• Work to complete:
The records that follow must be repeated verbatim, every one of them.

************

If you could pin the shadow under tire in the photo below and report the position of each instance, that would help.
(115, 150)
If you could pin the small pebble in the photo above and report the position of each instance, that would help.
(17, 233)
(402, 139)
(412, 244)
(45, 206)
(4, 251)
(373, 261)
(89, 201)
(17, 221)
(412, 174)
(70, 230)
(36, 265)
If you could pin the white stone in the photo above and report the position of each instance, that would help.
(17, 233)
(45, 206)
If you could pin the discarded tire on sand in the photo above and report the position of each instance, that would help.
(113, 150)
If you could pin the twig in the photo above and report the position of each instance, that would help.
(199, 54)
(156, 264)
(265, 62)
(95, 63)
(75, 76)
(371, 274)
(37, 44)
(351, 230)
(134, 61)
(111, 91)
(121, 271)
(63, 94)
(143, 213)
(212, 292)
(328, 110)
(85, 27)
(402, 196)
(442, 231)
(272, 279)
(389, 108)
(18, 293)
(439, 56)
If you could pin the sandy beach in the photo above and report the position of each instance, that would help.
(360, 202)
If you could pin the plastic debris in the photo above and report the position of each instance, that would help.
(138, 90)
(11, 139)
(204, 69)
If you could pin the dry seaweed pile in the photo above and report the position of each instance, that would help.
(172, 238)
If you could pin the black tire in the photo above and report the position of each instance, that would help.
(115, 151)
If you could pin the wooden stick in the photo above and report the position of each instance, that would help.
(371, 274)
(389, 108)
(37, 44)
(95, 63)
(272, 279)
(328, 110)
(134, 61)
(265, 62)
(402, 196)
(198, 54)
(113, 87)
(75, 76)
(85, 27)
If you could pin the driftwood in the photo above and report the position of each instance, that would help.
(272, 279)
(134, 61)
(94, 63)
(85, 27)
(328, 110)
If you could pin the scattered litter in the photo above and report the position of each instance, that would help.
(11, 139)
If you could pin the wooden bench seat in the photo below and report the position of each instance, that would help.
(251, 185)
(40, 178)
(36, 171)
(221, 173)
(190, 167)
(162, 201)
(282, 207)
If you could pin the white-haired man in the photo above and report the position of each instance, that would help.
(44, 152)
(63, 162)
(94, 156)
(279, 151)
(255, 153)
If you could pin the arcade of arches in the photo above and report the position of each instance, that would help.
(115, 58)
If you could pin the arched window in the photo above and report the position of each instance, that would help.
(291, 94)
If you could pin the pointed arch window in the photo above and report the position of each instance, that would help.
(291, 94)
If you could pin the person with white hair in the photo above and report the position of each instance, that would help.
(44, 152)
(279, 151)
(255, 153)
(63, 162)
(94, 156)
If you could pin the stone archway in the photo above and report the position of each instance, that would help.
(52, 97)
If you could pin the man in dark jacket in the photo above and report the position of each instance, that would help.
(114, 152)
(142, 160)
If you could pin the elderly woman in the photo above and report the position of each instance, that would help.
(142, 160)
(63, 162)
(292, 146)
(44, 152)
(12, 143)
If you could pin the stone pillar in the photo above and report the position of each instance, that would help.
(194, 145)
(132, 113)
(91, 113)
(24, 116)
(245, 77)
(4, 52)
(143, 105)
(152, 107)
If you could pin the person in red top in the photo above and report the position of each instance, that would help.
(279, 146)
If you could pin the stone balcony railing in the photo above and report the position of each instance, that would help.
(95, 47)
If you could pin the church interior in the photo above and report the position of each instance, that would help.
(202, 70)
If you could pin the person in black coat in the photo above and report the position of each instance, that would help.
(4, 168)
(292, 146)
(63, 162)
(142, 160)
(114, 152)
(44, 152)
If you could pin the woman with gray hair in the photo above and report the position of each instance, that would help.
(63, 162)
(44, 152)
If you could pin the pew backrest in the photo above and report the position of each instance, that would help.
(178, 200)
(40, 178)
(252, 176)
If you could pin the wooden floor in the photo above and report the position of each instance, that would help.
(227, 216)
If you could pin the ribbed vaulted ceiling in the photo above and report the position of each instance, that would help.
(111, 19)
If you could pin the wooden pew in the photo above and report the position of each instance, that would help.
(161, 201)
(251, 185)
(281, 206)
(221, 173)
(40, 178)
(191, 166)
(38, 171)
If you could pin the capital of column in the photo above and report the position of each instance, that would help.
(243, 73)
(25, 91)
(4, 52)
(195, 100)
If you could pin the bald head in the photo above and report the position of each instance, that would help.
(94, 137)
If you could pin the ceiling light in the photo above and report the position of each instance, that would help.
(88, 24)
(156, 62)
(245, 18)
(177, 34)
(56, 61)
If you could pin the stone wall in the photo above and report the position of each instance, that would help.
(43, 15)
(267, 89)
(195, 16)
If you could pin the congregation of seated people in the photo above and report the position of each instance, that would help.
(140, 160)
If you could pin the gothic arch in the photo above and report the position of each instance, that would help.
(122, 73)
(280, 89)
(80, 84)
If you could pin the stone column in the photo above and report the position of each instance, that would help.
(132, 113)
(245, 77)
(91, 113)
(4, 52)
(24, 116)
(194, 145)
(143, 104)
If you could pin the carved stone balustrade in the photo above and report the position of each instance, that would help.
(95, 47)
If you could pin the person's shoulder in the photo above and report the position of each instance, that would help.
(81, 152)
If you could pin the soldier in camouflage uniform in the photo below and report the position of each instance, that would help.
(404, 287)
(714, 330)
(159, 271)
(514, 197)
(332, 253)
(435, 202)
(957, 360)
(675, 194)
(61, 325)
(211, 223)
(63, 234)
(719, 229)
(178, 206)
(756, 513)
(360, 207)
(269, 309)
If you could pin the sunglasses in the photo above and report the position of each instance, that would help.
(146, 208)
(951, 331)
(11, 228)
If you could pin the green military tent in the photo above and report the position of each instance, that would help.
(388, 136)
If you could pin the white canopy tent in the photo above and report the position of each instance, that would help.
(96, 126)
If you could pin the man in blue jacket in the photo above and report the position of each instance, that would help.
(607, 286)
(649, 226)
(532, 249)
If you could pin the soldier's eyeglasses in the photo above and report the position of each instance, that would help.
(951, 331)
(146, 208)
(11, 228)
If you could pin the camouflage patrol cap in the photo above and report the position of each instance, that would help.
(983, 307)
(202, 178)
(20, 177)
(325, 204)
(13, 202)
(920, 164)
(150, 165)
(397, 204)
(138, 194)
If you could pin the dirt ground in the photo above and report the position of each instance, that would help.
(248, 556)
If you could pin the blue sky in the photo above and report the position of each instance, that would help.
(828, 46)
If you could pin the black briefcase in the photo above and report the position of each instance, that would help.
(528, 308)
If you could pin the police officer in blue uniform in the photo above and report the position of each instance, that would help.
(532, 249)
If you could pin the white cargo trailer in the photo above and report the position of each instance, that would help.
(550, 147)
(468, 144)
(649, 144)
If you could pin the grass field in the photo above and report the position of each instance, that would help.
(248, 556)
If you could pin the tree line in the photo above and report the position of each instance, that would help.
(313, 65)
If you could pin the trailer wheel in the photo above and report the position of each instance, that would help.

************

• Answer for the task:
If you could pin the shadow under tire in the photo below and report the position of each instance, that would help.
(115, 150)
If you could pin the small pebble in the photo above and report the position of each instance, that would help.
(17, 233)
(402, 139)
(412, 244)
(45, 206)
(4, 251)
(373, 261)
(89, 201)
(17, 221)
(412, 174)
(70, 230)
(36, 265)
If you could pin the white stone in the photo above and report the position of each instance, that would help.
(17, 233)
(45, 206)
If you could pin the discarded tire on sand in the photo above and report the position of each instance, that would help.
(113, 150)
If you could pin the twig in the photo above and report the position of each instance, that would help.
(199, 54)
(156, 264)
(265, 62)
(95, 63)
(75, 76)
(371, 274)
(37, 44)
(351, 230)
(134, 61)
(111, 91)
(121, 271)
(63, 94)
(143, 213)
(212, 292)
(328, 110)
(85, 27)
(402, 196)
(442, 231)
(272, 279)
(389, 108)
(18, 293)
(439, 56)
If you could pin the sandy beach in the photo above and report the position of each instance, that would help.
(360, 202)
If you could pin the plastic debris in the photo above and report the position of each instance, that would help.
(138, 90)
(11, 139)
(204, 69)
If you could pin the dry seaweed pile in the photo above and report the position of each instance, that would help.
(172, 238)
If you could pin the black tire in the photo above and report the position of each instance, that would help.
(115, 151)
If you could pin the wooden stick in the photo above and report the position of each instance, that would help.
(371, 274)
(389, 108)
(37, 44)
(95, 63)
(272, 279)
(328, 110)
(134, 61)
(265, 62)
(402, 196)
(198, 54)
(113, 87)
(75, 76)
(85, 27)
If you could pin the driftwood in the photo above and report the position of each instance, that would help.
(272, 279)
(134, 61)
(94, 63)
(85, 27)
(328, 110)
If you could pin the scattered litter in the photo above and report the position of each instance, that would help.
(11, 139)
If you could pin the wooden bench seat in the photo below and report the position of each instance, that would help.
(251, 185)
(40, 178)
(36, 171)
(221, 173)
(190, 167)
(162, 201)
(282, 207)
If you could pin the white-haired man in the photo above and report the position of each instance, that would help.
(44, 152)
(63, 162)
(94, 156)
(279, 151)
(255, 153)
If you could pin the arcade of arches in the photo above and report the position of each instance, that would help.
(115, 58)
If you could pin the arched window in the photo above and report the position of each instance, that would help.
(291, 94)
If you could pin the pointed arch window in the photo above and report the position of each instance, that would help.
(291, 94)
If you could pin the person with white hair in the photo above and report the position of each instance, that would help.
(44, 152)
(279, 151)
(255, 153)
(63, 162)
(94, 156)
If you could pin the stone archway in the photo above and report the position of each instance, that would help.
(52, 97)
If you could pin the man in dark jacket in the photo above and report the position of each instance, that would help.
(114, 152)
(142, 160)
If you could pin the elderly woman in the photo above and report the position of each instance, that would help.
(142, 160)
(63, 162)
(292, 146)
(44, 152)
(12, 143)
If you could pin the stone pillar in the photo above and report the position of each instance, that would help.
(194, 145)
(132, 113)
(91, 113)
(24, 116)
(245, 77)
(4, 52)
(143, 105)
(152, 107)
If you could pin the person in red top in the photo above and report the position of each instance, that would help.
(279, 146)
If you could pin the stone balcony railing in the photo above and report the position of each instance, that would help.
(95, 47)
If you could pin the church interior in the photo above and report the position of each instance, that would help.
(202, 70)
If you could pin the person in black coat in the photo above and report the position of each instance, that would help.
(4, 168)
(292, 146)
(63, 162)
(142, 160)
(114, 152)
(44, 152)
If you could pin the woman with gray hair in the photo above and report the position of each instance, that would help.
(63, 162)
(44, 152)
If you could pin the pew backrest in the photo above and report the position of each instance, that would help.
(178, 200)
(40, 178)
(252, 176)
If you could pin the wooden floor in the photo above and report the position of each instance, that would help.
(227, 216)
If you could pin the ribbed vaulted ceiling in the photo above and report the position of each instance, that would help.
(111, 19)
If you could pin the wooden pew in the photo above and report the position of each instance, that would help.
(161, 201)
(251, 185)
(281, 206)
(221, 173)
(40, 178)
(191, 166)
(38, 171)
If you could pin the capital of column in the photo above and report the position of each instance, that would help.
(243, 73)
(25, 91)
(4, 52)
(195, 100)
If you could pin the bald head in the photo above and report the position of each instance, that would help.
(94, 137)
If you could pin the ceiling light in the photo above and report the position of each instance, that would help.
(88, 24)
(156, 62)
(245, 18)
(177, 34)
(56, 61)
If you could pin the stone wall in the photo above and report the position of each instance, that would help.
(43, 15)
(267, 89)
(195, 16)
If you could pin the congregation of seated people in the photo above and report the position of each instance, that would help.
(140, 160)
If you could pin the gothic arch in the photo above and report the position of each instance, that would help.
(122, 73)
(280, 89)
(80, 84)
If you could pin the stone column in the photo above and report the position of each instance, that would help.
(132, 113)
(245, 77)
(91, 113)
(4, 52)
(24, 116)
(194, 145)
(143, 104)
If you could pin the carved stone balustrade in the photo above and report the position of each instance, that would help.
(95, 47)
If you could pin the person's shoulder in the photo above and report the position of each instance, that would help.
(81, 152)
If you could pin the soldier in camouflage uniform in the photo below and report the position of each instance, that would help.
(404, 287)
(714, 330)
(159, 271)
(514, 197)
(332, 253)
(435, 202)
(957, 360)
(675, 194)
(61, 325)
(211, 223)
(63, 234)
(719, 229)
(178, 206)
(756, 513)
(360, 207)
(269, 309)
If you could pin the sunglasses in the photo above and report the position of each instance, that would help.
(146, 208)
(951, 331)
(11, 228)
If you could pin the green military tent in the photo above and report the position of each instance, that would help.
(388, 136)
If you could pin the white canopy tent in the photo above and report the position of each instance, that would help.
(96, 126)
If you could pin the man in blue jacket in the photo above and report the position of each instance, that would help.
(607, 286)
(649, 226)
(532, 249)
If you could pin the soldier's eyeglasses in the photo above and report the position of each instance, that would help.
(951, 331)
(146, 208)
(11, 228)
If you could pin the camouflage patrol cap in the photo above and report the position of each instance, that would help.
(983, 307)
(202, 178)
(20, 177)
(325, 204)
(13, 202)
(920, 164)
(150, 165)
(397, 204)
(138, 194)
If you could pin the dirt ground in the photo above and report the position of each instance, that would help.
(248, 556)
If you could pin the blue sky in the photo above and report the position of each instance, that would help.
(828, 46)
If you could pin the black briefcase in the photo above and report the position of each instance, that would help.
(528, 308)
If you could pin the police officer in blue uniform in the photo above and report the position of each instance, that would help.
(532, 249)
If you could pin the white cargo trailer in the photo above and report the position of each instance, that would help.
(550, 147)
(468, 144)
(649, 144)
If you could pin the grass field in the photo above and report the position of each instance, that would help.
(248, 556)
If you could pin the tree line in the photo above and report the position of each instance, that would help.
(313, 65)
If you could pin the trailer wheel in the photo above and report the position of each instance, that would help.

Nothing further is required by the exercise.